• [Problems and tasks]:
A: Please copy from the Lani Hall passage, starting with "After that year, Hall" and going on through "album Steppin' Out.".
B: Answer these questions from the Lani Hall passage:
(i) What was the title of her first solo album, and in what year was it released?
(ii) With which solo album did she resurface in 1998?
(iii) In what role did she receive her second Grammy Award in 2013?

• [Reading text]:

☆ ☆ ☆

Lani Hall (born November 6, 1945) is an American singer, lyricist, and author. From 1966 to 1971 she performed as lead vocalist for Sérgio Mendes & Brasil '66. In 1972 Hall released her first solo album, Sun Down Lady. She may be best known, however, for providing the most recognizable (female) face and (female) vocal signature sound to Sérgio's group during her tenure there, and for her rendition of the theme song to the 1983 James Bond film, Never Say Never Again, with its accompanying video, in which she prominently appears. In 1986 she was awarded her first Grammy for Es Fácil Amar, as "Best Latin Pop Performance."

After that year, Hall largely retired, resurfacing in 1998 with the solo album Brasil Nativo. She has recorded more than 22 albums in three different languages and has released three albums on which she performs alongside her husband, Herb Alpert: Anything Goes, I Feel You and Steppin' Out. Hall received her second Grammy Award in 2013 as the producer for the album Steppin' Out.

☆ ☆ ☆

• [Dataset]:
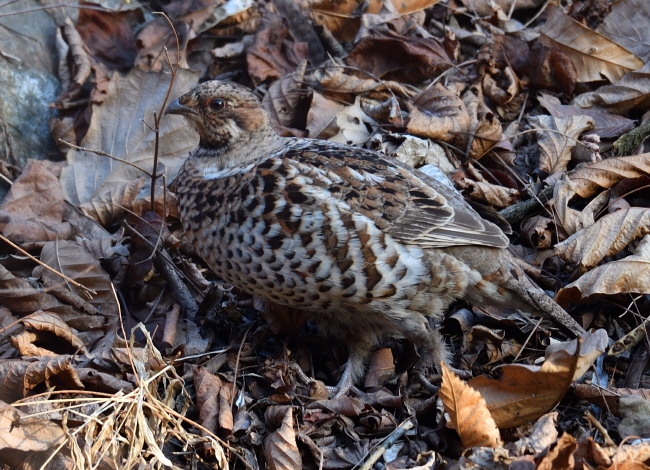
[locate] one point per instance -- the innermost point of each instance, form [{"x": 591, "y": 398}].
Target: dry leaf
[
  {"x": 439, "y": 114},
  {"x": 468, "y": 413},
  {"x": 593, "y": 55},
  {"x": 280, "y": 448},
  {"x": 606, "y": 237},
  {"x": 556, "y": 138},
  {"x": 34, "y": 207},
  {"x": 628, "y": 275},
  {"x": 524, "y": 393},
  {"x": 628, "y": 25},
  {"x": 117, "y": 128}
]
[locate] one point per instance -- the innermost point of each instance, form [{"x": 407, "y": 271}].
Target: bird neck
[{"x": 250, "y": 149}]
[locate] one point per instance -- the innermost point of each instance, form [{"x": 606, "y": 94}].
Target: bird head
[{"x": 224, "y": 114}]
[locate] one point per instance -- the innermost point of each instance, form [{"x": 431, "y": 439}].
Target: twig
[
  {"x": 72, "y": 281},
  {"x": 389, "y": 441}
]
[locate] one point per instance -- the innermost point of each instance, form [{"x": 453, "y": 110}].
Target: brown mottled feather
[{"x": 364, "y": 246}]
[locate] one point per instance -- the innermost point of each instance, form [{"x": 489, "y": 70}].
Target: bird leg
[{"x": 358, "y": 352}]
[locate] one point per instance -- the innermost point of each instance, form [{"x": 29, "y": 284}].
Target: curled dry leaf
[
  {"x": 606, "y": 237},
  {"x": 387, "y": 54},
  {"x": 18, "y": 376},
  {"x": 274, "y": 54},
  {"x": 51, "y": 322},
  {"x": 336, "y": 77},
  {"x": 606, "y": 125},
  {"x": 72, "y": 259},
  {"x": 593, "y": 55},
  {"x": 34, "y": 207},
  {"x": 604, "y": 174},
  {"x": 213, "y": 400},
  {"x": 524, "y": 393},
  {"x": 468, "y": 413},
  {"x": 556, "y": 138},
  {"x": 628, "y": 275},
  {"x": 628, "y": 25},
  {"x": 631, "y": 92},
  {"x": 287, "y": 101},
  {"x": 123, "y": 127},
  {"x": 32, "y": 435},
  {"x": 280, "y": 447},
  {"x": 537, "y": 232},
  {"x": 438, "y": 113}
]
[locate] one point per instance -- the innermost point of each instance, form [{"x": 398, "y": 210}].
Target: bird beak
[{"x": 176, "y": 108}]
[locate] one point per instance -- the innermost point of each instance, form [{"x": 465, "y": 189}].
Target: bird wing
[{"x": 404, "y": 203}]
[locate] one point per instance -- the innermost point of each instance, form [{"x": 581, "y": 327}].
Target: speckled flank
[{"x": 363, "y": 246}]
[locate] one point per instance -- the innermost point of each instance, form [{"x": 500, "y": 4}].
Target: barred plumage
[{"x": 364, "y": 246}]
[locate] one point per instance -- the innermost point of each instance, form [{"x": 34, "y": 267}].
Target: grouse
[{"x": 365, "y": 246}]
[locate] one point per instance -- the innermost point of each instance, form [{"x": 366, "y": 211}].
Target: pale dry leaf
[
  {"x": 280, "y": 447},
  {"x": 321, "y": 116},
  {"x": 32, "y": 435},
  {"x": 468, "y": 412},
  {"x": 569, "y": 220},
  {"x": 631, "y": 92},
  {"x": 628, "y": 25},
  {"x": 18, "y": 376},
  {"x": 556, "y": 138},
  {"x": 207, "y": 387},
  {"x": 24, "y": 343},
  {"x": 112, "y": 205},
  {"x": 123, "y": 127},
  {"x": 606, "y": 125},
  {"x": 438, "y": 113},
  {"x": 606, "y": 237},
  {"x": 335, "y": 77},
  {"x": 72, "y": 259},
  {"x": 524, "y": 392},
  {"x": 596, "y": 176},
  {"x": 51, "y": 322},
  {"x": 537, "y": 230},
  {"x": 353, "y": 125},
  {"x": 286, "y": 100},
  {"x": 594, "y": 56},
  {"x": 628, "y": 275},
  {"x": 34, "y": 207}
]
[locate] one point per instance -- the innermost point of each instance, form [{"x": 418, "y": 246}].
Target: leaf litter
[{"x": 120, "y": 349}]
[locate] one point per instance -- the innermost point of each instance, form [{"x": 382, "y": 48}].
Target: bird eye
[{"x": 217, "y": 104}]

☆ ☆ ☆

• [Responses in order]:
A:
After that year, Hall largely retired, resurfacing in 1998 with the solo album Brasil Nativo. She has recorded more than 22 albums in three different languages and has released three albums on which she performs alongside her husband, Herb Alpert: Anything Goes, I Feel You and Steppin' Out. Hall received her second Grammy Award in 2013 as the producer for the album Steppin' Out.

B:
(i) Sun Down Lady, released in 1972
(ii) Brasil Nativo
(iii) As the producer for the album Steppin' Out